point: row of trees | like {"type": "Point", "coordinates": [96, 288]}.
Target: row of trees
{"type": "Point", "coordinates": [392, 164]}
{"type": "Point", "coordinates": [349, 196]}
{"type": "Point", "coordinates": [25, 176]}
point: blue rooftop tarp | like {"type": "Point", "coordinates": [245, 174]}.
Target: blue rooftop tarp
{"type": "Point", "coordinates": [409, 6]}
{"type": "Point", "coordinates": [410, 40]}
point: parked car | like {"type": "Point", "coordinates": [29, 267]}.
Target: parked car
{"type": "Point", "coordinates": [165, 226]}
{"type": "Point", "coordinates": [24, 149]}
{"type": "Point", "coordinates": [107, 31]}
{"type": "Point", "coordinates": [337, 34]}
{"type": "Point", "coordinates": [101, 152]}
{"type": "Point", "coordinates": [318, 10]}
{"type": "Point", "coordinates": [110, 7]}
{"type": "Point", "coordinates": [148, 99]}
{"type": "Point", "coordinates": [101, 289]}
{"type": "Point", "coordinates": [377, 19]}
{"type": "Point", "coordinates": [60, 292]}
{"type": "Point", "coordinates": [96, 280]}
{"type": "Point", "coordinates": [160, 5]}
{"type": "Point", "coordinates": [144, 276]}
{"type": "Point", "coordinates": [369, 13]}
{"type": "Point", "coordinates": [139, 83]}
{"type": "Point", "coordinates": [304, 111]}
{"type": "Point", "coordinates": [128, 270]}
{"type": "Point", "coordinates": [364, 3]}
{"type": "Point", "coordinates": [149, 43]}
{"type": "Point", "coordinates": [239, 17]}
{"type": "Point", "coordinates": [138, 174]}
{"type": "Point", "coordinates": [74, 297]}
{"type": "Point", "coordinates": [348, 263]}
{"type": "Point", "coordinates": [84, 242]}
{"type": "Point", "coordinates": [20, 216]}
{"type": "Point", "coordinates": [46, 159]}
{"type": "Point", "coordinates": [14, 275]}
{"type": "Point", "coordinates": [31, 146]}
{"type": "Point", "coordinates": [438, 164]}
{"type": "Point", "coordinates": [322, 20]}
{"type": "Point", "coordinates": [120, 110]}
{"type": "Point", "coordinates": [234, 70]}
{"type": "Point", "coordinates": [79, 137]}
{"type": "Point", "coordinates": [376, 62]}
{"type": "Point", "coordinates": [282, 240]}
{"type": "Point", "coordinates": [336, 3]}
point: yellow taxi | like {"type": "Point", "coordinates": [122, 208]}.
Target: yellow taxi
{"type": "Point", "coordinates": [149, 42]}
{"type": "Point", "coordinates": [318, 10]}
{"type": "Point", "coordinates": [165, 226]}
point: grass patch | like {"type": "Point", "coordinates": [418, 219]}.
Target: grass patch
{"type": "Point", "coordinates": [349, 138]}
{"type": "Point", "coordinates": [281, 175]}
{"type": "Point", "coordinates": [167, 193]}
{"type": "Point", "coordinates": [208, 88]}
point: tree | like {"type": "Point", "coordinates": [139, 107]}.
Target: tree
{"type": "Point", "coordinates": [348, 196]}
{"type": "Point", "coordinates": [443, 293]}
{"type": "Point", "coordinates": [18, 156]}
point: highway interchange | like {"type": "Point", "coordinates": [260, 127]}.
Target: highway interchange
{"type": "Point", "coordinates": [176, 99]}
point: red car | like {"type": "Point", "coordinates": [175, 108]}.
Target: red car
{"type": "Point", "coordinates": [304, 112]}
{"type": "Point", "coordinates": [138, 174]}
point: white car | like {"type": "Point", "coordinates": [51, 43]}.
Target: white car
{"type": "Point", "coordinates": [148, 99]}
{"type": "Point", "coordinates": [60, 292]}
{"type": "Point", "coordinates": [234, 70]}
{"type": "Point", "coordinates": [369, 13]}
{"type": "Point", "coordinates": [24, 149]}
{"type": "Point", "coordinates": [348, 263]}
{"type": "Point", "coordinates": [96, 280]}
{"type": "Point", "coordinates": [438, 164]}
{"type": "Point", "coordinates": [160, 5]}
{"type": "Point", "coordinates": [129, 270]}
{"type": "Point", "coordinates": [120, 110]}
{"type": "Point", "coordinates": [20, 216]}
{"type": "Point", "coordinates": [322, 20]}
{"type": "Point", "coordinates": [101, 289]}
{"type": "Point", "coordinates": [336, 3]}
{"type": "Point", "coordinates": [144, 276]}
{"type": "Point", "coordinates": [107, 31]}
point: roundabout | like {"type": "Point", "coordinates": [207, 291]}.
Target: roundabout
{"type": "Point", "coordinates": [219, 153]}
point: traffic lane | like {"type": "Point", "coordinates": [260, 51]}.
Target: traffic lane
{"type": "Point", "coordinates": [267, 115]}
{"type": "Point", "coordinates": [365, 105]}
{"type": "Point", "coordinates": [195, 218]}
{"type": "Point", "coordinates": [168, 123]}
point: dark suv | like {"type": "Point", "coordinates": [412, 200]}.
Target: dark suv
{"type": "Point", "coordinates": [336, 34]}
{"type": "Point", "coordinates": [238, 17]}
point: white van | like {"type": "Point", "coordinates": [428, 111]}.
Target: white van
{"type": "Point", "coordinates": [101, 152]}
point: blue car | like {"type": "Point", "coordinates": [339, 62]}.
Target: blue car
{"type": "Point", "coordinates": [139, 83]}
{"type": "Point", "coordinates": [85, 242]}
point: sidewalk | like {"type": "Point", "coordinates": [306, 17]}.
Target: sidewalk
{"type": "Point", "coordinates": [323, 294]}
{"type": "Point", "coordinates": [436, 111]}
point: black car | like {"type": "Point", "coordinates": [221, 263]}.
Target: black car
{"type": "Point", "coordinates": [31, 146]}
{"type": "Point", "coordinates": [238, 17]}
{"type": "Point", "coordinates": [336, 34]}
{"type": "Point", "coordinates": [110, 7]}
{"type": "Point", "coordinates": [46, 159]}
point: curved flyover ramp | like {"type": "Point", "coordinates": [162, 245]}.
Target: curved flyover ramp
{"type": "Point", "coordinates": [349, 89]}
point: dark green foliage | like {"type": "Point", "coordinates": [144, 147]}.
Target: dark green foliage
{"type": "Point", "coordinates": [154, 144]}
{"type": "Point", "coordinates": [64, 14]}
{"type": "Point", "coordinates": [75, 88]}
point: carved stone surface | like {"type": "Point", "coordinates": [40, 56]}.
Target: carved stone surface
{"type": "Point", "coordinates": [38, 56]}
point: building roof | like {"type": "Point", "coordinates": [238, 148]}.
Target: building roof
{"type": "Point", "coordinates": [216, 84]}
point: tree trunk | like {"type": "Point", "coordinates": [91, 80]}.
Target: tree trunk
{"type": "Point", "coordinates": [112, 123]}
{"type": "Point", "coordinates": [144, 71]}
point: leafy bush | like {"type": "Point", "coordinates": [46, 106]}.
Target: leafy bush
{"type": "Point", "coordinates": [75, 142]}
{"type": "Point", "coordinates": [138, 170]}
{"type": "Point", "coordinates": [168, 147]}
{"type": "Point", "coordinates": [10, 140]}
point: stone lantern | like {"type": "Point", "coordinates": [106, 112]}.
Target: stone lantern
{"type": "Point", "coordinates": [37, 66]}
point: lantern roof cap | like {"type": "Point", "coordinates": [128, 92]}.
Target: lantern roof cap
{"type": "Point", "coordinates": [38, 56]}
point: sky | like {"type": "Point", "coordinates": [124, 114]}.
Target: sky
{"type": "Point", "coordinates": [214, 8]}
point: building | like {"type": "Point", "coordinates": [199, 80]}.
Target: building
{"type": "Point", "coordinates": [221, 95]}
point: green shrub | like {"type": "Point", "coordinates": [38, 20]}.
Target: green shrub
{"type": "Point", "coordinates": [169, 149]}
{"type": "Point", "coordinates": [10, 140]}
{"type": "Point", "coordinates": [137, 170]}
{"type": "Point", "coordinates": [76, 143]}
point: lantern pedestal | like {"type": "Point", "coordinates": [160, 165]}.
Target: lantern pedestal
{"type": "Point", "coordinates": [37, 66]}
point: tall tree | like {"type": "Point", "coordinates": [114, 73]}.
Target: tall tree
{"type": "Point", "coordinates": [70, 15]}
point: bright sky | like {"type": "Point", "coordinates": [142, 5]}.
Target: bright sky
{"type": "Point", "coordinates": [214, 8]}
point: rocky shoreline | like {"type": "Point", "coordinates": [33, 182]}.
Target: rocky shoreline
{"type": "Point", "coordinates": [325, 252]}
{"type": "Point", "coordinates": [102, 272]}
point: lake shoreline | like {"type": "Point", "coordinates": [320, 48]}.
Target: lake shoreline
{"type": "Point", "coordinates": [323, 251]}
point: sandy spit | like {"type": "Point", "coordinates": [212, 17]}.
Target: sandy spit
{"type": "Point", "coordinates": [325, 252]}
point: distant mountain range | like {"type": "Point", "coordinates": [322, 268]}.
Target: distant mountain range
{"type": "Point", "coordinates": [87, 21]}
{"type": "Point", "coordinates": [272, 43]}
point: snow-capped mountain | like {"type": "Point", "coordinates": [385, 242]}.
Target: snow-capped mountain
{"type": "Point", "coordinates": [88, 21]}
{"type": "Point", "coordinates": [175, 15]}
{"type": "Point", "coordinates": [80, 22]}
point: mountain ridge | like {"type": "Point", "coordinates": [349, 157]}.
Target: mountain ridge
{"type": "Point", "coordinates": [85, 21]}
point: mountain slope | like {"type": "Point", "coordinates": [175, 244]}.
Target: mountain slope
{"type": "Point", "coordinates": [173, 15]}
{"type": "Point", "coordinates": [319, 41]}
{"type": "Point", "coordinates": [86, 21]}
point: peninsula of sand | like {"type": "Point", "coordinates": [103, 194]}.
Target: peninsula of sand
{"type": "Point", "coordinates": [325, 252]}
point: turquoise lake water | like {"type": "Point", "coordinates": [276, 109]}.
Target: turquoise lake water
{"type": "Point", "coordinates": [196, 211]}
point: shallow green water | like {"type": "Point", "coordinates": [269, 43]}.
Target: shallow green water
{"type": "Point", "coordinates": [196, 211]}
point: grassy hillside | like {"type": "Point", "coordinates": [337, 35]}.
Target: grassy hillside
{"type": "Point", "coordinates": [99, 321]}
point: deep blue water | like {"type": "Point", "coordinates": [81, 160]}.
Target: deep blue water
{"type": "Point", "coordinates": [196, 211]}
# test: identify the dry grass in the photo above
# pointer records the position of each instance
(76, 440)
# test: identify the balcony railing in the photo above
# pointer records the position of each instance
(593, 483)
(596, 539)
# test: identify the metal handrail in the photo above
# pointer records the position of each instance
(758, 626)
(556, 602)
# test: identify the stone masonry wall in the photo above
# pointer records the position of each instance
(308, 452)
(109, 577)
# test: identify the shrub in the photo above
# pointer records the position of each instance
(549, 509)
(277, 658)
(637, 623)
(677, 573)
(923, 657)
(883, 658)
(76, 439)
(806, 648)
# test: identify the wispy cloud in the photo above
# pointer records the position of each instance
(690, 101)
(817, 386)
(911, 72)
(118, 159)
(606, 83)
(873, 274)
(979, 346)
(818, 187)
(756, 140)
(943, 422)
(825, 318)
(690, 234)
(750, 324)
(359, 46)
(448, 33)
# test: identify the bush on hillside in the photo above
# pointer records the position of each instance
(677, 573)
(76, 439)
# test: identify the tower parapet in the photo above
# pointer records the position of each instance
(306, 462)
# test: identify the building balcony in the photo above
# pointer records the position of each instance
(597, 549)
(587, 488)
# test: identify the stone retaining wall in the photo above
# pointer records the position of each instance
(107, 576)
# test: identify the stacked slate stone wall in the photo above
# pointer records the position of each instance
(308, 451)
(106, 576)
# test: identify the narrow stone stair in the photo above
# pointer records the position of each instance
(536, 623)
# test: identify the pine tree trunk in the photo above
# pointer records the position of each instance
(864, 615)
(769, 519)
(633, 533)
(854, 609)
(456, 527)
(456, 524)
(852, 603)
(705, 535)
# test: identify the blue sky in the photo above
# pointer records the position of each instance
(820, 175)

-- Description of the task --
Reproduce exactly the section above that begins at the line containing "point: peninsula of" and ends at the line containing "# test: identify the wispy", leaving out all other lines.

-- Written response --
point: peninsula of sand | like {"type": "Point", "coordinates": [103, 194]}.
Target: peninsula of sand
{"type": "Point", "coordinates": [325, 252]}
point: turquoise lake water | like {"type": "Point", "coordinates": [276, 109]}.
Target: turquoise lake water
{"type": "Point", "coordinates": [196, 211]}
point: shallow green water | like {"type": "Point", "coordinates": [269, 43]}.
Target: shallow green water
{"type": "Point", "coordinates": [196, 211]}
point: grassy hillside | like {"type": "Point", "coordinates": [337, 35]}.
Target: grassy hillside
{"type": "Point", "coordinates": [99, 321]}
point: deep blue water | like {"type": "Point", "coordinates": [81, 160]}.
Target: deep blue water
{"type": "Point", "coordinates": [196, 211]}
# test: identify the dry grass in the photo above
# pointer records the position of each instance
(76, 440)
# test: identify the balcony railing in the photo above
# pointer records the position of each instance
(593, 483)
(596, 539)
# test: identify the metal handrail in the photo above
# pointer records the position of each instance
(758, 626)
(556, 602)
# test: identify the stone masonry wall in the photo above
# pointer records the position of each instance
(308, 452)
(109, 577)
# test: identify the shrub in the photo above
# pointer records the position of each instance
(549, 509)
(277, 658)
(637, 623)
(677, 573)
(923, 657)
(883, 658)
(76, 439)
(806, 648)
# test: identify the wispy cloud in the photo above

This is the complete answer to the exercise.